Using the information =>
A. Write out the part of the surgical residency reflection between "My stay in our" and "should be respected.", inclusive.
B. In the surgical residency reflection, what reason is given for choosing the Ospital ng Maynila Department of Surgery for training?
C. Proceed with the surgical residency reflection from the end of its last sentence.

Passage =>
Content starts
My stay in our department also taught me how to develop a good working relationship with the anesthesiologist and nurses. They are part of the team and should be respected.
The quality analysis of morbidity and mortality is a way to have a better quality of service and excellence in the management of patients. It is a self-assessment of where I failed and where I can improve. This is not only applicable during my training but even into my private practice. I should have the continuous desire for improvement and excellence.
As a junior resident I have learned to follow and perform the duties assigned to me by my seniors. As a senior resident later I have learned to assign duties to my juniors that I think they can do and yet taking the responsibility whatever the result of their performance of their duties. I have learned to function not just as an individual but to give my part to the team to achieve a common goal.
Teamwork does not only exist within our department but also with the other department during referrals for co-management. This was done through direct communication and made myself approachable thereby removing barriers for fast and effective results.
The issues on circumcision and swallowing of santol seed made me aware of my responsibility to society of giving beneficial information even to the point of breaking their tradition, beliefs and habits. I have learned the necessity of getting out from the comfort of the conference room and operating room to be able to inform the public regarding important issues through lectures and interviews through television and radio. As a result the public did not only become aware about these issues but also have let them aware that the institution/department is active and existent.
I chose Ospital ng Maynila Department of Surgery where to acquire my training because it offered only four years. I was sad when I have learned that the training was suspended and it would take us about six years. I thought six years was a very long span of time but reflecting on what happened during these years seemed like I had only spent 6 short months. This was because I enjoyed my stay in this department and in the hospital as a whole. Training was made easy since I was not counting my stay here per day. I thought that I have to come regularly because I felt I was a part of this institution. I felt I was a part of a family with a responsibility to perform aside from my training. I had all these feelings because the institution had let me feel such. I would like to thank then the people who had shared their time and without them I would not be a graduate of this prestigious institution.
Content ends
Data for grounding objects from natural language =>
Content starts
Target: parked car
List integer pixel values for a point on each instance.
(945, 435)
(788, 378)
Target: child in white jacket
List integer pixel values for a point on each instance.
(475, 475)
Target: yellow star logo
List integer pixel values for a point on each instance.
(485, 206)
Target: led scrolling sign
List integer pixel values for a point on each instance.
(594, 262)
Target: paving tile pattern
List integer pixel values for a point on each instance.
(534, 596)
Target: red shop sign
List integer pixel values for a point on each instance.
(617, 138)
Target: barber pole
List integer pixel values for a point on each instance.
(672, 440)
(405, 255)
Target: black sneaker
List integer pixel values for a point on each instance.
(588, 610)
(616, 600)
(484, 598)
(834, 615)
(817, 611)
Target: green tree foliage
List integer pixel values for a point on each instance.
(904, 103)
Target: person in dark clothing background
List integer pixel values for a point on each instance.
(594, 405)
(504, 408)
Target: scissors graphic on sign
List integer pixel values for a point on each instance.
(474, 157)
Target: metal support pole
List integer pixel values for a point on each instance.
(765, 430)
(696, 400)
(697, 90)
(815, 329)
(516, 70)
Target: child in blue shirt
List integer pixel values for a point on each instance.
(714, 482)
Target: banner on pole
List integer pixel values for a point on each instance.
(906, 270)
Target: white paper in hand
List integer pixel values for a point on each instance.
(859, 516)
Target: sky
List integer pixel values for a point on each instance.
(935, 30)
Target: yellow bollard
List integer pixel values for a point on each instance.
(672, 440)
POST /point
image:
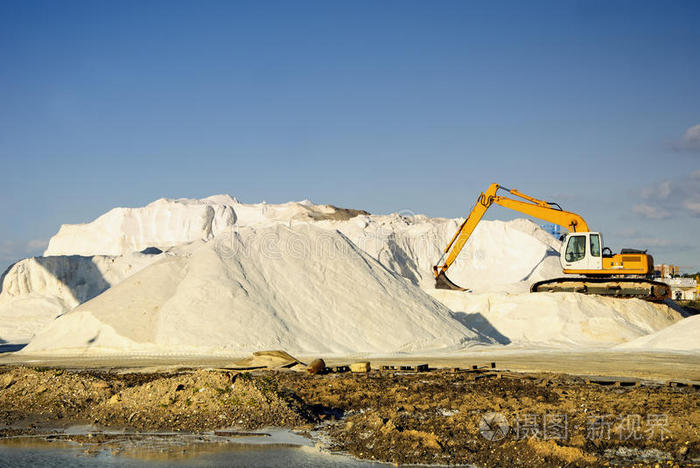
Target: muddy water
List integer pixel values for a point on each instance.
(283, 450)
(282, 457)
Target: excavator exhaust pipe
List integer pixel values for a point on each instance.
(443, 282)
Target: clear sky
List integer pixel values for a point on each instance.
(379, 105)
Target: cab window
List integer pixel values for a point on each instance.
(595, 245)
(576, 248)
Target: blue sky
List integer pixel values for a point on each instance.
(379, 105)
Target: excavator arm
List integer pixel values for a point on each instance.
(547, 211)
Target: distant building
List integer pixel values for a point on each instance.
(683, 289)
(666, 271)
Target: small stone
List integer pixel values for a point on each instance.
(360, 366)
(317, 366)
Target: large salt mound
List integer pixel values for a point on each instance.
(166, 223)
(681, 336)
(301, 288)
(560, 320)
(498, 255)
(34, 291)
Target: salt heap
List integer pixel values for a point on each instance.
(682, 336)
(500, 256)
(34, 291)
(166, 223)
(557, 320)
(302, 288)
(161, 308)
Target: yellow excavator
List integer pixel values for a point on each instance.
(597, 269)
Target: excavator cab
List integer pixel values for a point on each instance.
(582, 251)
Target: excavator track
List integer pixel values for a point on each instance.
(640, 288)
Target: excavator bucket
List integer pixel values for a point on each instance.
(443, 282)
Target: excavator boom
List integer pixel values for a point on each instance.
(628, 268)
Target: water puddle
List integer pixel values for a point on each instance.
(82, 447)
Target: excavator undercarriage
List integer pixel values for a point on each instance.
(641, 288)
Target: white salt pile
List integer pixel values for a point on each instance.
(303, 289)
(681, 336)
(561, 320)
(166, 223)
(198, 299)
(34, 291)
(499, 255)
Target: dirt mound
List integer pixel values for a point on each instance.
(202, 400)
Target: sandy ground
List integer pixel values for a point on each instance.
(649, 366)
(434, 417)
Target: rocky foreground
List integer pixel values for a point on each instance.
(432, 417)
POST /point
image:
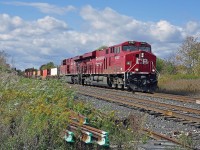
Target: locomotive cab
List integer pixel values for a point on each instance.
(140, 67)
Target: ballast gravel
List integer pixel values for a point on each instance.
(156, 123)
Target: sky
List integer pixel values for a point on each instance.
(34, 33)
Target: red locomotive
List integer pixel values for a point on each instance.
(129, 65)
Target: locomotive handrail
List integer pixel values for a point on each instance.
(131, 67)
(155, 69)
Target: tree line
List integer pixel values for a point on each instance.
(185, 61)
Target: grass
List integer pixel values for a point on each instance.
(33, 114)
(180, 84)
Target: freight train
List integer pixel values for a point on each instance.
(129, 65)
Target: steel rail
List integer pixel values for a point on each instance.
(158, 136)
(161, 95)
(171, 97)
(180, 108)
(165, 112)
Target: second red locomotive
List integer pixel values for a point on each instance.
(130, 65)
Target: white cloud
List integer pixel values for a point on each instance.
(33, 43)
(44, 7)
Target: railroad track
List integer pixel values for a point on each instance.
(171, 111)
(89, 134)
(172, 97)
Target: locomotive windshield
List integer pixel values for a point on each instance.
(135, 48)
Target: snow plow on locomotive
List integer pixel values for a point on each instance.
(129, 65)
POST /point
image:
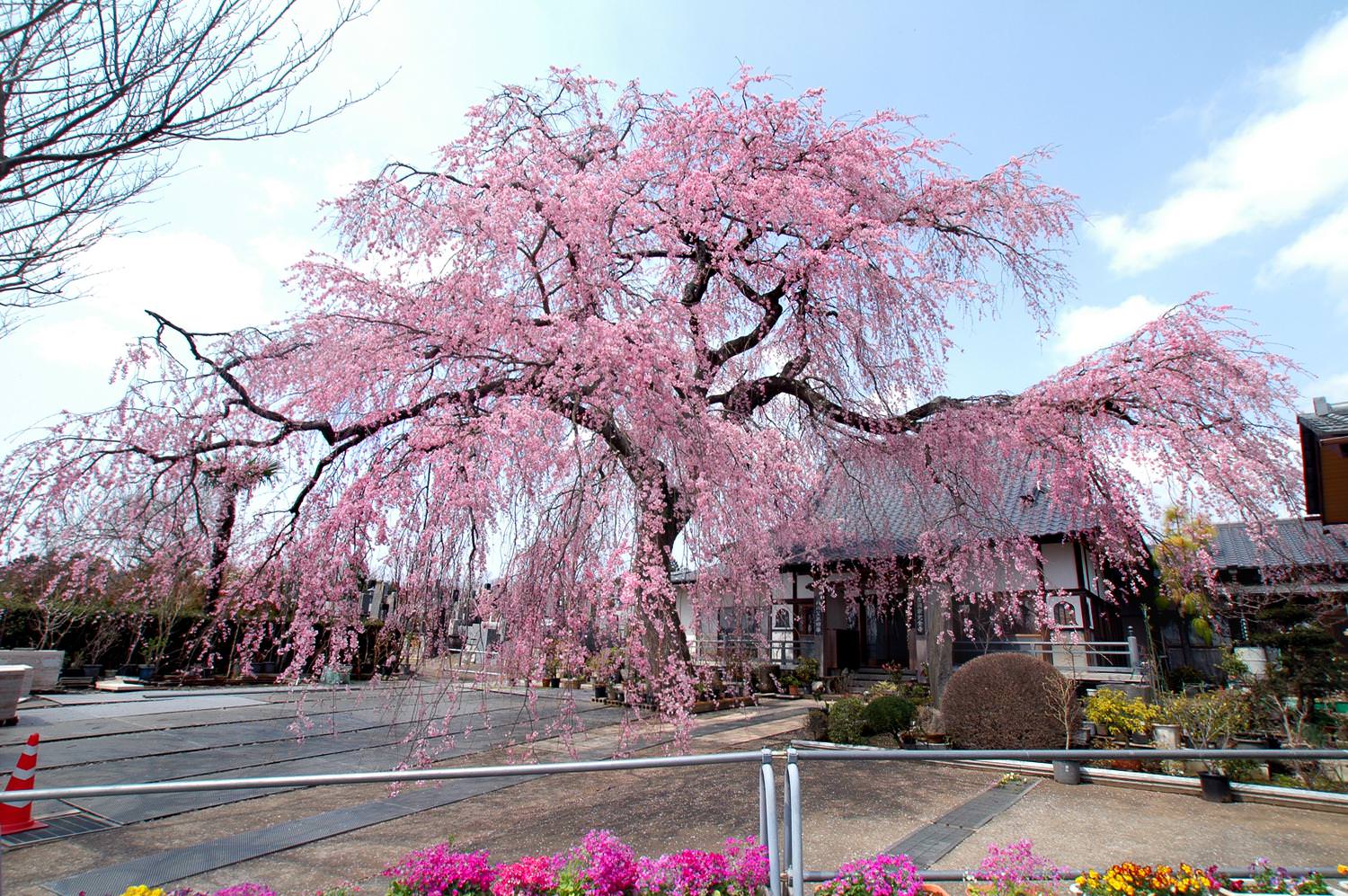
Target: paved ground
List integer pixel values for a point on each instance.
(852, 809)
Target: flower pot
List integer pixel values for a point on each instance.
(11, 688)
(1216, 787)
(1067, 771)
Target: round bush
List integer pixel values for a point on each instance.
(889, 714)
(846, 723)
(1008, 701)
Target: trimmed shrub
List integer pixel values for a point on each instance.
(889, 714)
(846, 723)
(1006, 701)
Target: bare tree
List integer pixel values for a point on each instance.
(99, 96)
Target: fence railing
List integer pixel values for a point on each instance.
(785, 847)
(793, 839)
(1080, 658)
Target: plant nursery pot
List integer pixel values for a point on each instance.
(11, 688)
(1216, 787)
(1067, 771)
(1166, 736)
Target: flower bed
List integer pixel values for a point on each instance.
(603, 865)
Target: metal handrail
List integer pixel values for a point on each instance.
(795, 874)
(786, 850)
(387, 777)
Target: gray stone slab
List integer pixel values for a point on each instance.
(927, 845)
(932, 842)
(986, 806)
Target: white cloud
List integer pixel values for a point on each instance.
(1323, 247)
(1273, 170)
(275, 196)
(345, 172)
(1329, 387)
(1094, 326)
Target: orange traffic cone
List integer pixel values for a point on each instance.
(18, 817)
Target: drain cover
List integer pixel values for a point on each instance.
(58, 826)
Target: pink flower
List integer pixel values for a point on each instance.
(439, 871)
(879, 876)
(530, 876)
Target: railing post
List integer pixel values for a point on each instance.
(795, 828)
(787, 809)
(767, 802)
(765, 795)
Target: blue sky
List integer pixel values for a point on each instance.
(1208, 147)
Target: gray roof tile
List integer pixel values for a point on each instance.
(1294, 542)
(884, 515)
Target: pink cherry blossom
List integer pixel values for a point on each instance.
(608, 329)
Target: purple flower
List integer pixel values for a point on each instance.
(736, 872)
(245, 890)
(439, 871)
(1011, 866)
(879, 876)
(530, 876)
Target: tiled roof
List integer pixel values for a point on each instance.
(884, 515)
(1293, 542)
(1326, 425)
Content ends
Task-by-task results =>
A.
My stay in our department also taught me how to develop a good working relationship with the anesthesiologist and nurses. They are part of the team and should be respected.

B. It offered only four years of training.

C.
First I would like to thank all the nurses for their support. Because of them I have learned to be more mature in my decisions especially which patient should be prioritized for operation. They were so willing to bend from the OR policies just to be able to accept my requests.
To my co-residents thank you for the camaraderie. I have learned a lot from you guys. I hope you also have learned even a bit from me. You made my life here so easy and yet so fruitful.
To all the consultants thank you for accepting my referrals especially during late at night. Thank you for the knowledge you have imparted more so for showing me what a surgeon really is.
To Dr. Joson- Sir, thank you very much for. You made my training so structured. With that I have learned and understood what a surgeon must have. The patient management process that you have taught was to me the cornerstone that I was able to acquire the basic frameworks and core values a surgeon should have. You made me a well rounded surgeon. Thank you for helping me in the research area – my waterloo. I still could not believe that I was able to present a study outside the hospital - PCS at that!
To my dear patients – the very reason of my existence in this hospital, who put their trust to me as their surgeon thank you very much.